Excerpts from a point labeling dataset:
start
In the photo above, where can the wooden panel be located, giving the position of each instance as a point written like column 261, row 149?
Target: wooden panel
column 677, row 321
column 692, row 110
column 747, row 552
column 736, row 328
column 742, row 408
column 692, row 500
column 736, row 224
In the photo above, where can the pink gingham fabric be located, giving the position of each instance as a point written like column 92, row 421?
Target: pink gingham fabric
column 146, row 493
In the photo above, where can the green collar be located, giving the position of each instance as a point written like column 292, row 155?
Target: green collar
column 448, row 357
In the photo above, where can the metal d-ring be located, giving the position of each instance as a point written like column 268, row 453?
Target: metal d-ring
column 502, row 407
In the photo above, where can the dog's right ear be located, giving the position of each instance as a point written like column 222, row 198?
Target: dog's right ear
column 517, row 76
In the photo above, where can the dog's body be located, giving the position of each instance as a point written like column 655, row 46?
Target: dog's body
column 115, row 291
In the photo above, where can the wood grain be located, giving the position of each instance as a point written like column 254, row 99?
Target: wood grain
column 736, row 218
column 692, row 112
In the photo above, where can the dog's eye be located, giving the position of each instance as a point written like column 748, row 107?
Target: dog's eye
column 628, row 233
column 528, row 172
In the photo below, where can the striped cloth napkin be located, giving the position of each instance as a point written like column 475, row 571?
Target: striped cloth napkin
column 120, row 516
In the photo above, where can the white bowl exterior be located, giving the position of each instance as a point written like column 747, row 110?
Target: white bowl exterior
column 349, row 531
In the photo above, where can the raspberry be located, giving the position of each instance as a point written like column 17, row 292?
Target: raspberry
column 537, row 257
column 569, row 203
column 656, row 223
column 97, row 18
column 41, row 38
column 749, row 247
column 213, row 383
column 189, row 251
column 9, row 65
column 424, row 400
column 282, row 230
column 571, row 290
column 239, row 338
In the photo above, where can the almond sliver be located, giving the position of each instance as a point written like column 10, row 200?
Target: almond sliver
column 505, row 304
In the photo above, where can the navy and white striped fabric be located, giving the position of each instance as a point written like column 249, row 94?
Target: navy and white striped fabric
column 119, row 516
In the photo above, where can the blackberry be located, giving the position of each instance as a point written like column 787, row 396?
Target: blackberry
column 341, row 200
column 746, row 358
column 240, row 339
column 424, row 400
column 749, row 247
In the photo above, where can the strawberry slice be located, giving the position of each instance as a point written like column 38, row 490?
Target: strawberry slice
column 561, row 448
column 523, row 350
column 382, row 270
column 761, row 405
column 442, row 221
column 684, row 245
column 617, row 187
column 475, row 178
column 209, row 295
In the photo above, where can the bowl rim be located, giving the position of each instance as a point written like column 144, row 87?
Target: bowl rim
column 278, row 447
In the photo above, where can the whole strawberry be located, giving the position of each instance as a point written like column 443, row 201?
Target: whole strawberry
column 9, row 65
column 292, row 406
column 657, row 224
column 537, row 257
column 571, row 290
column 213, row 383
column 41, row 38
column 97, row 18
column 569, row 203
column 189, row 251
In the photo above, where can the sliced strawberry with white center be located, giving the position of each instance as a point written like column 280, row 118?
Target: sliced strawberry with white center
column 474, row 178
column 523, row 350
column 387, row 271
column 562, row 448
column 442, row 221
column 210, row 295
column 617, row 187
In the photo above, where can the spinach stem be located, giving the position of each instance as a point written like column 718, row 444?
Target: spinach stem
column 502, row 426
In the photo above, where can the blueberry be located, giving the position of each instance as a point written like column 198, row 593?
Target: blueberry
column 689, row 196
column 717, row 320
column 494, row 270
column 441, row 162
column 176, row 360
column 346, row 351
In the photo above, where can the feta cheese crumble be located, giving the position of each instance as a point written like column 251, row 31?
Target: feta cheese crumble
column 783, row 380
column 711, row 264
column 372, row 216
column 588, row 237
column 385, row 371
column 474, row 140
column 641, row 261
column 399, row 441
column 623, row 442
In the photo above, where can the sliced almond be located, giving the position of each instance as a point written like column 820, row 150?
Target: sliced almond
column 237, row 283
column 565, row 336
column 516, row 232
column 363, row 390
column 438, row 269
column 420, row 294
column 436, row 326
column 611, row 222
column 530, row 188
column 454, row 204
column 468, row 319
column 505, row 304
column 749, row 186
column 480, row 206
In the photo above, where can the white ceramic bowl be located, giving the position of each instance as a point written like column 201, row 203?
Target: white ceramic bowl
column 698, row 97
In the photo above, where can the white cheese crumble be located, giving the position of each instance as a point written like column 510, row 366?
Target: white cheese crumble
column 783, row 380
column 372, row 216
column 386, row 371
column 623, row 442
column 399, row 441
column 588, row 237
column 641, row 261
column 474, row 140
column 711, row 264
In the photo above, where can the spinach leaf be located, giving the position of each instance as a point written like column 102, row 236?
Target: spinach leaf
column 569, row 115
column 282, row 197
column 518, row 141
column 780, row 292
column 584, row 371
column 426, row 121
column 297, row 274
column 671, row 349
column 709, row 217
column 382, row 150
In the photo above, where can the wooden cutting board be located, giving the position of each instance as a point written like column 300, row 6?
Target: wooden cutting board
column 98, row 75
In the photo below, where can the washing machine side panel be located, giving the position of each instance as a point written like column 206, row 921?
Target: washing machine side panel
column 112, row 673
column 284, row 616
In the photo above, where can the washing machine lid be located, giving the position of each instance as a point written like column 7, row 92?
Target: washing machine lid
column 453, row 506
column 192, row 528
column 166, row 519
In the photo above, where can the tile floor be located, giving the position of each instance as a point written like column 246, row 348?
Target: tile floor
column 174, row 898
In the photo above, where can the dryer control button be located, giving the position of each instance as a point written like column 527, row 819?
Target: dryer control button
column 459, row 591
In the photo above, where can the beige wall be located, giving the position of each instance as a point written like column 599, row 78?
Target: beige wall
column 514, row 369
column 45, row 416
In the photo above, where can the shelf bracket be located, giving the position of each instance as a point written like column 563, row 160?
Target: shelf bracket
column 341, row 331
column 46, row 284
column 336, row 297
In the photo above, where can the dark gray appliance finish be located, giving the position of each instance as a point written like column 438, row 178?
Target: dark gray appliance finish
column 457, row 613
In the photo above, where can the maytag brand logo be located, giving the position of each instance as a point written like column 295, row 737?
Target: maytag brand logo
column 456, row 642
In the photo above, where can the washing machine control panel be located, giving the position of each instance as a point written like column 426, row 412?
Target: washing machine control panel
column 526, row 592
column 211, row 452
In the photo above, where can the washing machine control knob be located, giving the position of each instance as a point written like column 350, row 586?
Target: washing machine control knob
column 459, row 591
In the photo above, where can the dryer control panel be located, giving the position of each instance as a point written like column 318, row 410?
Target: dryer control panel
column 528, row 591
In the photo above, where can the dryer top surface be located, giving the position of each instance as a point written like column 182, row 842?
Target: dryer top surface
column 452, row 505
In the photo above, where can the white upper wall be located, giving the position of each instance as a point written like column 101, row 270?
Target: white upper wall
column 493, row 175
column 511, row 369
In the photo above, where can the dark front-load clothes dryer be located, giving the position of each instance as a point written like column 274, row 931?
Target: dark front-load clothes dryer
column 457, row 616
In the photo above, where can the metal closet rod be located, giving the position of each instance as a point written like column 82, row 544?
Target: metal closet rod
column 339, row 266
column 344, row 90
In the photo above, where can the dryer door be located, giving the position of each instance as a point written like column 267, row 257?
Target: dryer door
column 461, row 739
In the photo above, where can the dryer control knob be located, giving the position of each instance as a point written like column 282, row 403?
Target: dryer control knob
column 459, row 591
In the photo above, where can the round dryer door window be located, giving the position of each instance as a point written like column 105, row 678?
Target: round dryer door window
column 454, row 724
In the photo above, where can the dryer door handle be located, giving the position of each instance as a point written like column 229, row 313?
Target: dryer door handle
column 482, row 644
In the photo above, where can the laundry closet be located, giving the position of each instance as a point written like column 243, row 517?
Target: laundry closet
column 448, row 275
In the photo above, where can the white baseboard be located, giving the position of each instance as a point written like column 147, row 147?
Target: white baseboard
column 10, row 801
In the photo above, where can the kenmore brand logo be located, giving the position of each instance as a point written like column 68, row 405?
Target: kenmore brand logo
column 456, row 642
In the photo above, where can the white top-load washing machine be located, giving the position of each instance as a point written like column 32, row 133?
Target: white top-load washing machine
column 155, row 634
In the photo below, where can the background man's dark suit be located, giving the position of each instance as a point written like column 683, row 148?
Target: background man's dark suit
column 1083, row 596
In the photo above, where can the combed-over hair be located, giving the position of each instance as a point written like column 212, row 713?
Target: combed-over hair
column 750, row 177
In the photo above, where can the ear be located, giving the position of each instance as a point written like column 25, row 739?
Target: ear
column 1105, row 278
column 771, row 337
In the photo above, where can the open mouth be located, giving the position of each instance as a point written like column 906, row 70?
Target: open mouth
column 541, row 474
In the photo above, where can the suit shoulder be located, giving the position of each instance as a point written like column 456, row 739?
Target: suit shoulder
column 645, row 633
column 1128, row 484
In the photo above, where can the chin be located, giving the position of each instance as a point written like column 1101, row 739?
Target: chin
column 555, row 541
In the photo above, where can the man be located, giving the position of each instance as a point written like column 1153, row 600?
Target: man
end
- [Aim]
Put the lines from the one containing "In the photo above, where can the round" through the one containing "column 482, row 644", inclusive, into a JSON list of strings, with one string per line and blank lines left out.

- [Solved exercise]
[
  "In the photo above, where can the round dryer door window be located, giving the position of each instance as a point written like column 105, row 678?",
  "Target: round dryer door window",
  "column 454, row 724",
  "In the photo above, where can the dryer door handle be located, giving the position of each instance as a point written like column 229, row 313?",
  "Target: dryer door handle",
  "column 482, row 644"
]